> _GOAL OF THE EXERCISE_: Return verbatim the portion of the material below that starts at the line containing "Each instance of the purple-red" and ends at its last line.

> _INPUT MATERIAL_:

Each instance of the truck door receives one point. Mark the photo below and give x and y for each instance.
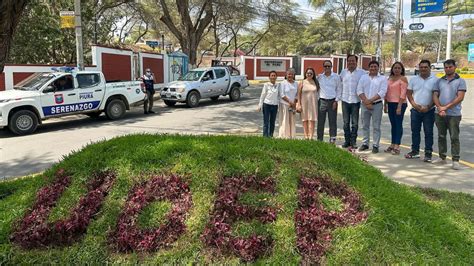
(59, 96)
(208, 84)
(222, 82)
(90, 90)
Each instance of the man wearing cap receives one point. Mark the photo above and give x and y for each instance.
(447, 96)
(148, 79)
(371, 90)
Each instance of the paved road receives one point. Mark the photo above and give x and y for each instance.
(58, 137)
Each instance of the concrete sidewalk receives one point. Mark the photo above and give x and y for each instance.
(415, 172)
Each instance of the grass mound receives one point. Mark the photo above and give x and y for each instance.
(183, 199)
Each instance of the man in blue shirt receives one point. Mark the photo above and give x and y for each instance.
(149, 81)
(447, 96)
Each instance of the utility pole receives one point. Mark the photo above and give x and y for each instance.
(379, 33)
(398, 32)
(448, 41)
(439, 46)
(79, 48)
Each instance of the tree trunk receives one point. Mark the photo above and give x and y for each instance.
(189, 35)
(10, 14)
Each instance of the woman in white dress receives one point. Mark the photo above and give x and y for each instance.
(287, 108)
(308, 94)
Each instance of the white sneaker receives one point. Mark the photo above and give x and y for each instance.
(439, 161)
(456, 165)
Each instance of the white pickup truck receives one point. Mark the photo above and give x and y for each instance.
(210, 82)
(46, 95)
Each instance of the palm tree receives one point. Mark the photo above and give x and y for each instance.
(10, 13)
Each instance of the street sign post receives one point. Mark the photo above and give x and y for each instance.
(67, 19)
(416, 26)
(470, 54)
(152, 44)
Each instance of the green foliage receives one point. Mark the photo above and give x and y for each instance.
(40, 40)
(404, 226)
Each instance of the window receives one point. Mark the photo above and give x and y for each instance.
(220, 73)
(64, 83)
(88, 80)
(209, 74)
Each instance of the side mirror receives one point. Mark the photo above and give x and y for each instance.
(50, 88)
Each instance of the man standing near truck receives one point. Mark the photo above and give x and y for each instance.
(149, 80)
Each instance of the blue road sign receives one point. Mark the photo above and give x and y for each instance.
(470, 54)
(152, 44)
(427, 6)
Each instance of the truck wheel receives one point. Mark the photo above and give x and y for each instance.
(193, 99)
(234, 94)
(169, 103)
(115, 109)
(23, 122)
(94, 114)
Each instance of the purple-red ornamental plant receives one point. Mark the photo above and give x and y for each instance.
(314, 224)
(34, 230)
(129, 237)
(218, 233)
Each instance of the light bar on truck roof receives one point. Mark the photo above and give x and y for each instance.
(64, 69)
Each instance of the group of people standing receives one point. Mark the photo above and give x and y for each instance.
(369, 94)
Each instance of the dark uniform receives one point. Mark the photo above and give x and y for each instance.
(148, 79)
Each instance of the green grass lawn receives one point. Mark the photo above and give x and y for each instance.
(404, 224)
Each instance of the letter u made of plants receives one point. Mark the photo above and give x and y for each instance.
(34, 230)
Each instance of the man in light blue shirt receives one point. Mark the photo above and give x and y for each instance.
(371, 90)
(447, 97)
(420, 95)
(350, 101)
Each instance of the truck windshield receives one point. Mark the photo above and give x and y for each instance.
(34, 82)
(192, 76)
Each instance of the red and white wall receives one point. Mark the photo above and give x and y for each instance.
(116, 64)
(156, 63)
(258, 67)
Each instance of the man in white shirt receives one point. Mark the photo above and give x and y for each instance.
(330, 93)
(371, 90)
(350, 101)
(420, 95)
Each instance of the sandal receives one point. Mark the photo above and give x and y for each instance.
(395, 151)
(412, 155)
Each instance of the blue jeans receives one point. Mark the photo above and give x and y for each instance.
(269, 118)
(417, 120)
(350, 112)
(396, 121)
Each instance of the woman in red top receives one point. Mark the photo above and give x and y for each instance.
(396, 104)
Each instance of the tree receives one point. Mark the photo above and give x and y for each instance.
(40, 40)
(353, 15)
(463, 35)
(10, 14)
(187, 32)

> _RESULT_:
Each instance of the purple-red ornamental plant receives one point. Mark the photo above and give x and y for each instance.
(314, 224)
(34, 230)
(129, 237)
(218, 233)
Each instance of the light bar on truck roof receives one point. Mark the photo above and give x and y for each instance.
(64, 69)
Each instance of the group of people standing receives one point. Mark the photo above and give x and y for each instance.
(369, 94)
Each instance of the dark uniform receives one point. Mark the photo above and give x and y for each instance.
(148, 79)
Each instance of the green grass lawn receives one point. Mark the photo above and give x and y for each instance.
(404, 224)
Each instance of the letter u made of plants receives one point. Mark the photo above and give x and y for each instance.
(34, 230)
Each instance of the man in light blue shirt receives one point. Mark the photo above and give x and y for each instance.
(371, 90)
(447, 97)
(420, 95)
(350, 101)
Each instance of the truck windshield receives one point. Mark the photo above and give x and y for each instance.
(34, 82)
(192, 76)
Each instance of the red and white wall receives one point. Mark the photo above and give x and y for each instance.
(116, 64)
(156, 63)
(258, 67)
Each instance of the man in white shirt receives one point. Mark the photo above and give x and y for each instance.
(330, 93)
(371, 90)
(350, 101)
(420, 95)
Each instance of the sandal receives one point. Mark the photo above and give x and y for each instance.
(395, 151)
(412, 155)
Each instance of the blue jeans receives one point. Mark the photo above and give x and y for each instance.
(269, 118)
(417, 120)
(350, 112)
(396, 121)
Each instance of the woman in red top receives one point. Mark the photo above and give x and y for each instance.
(396, 104)
Each instance of the tree receives one point. Mark the photo above and give x and y for each instance.
(40, 40)
(353, 15)
(463, 35)
(10, 14)
(187, 32)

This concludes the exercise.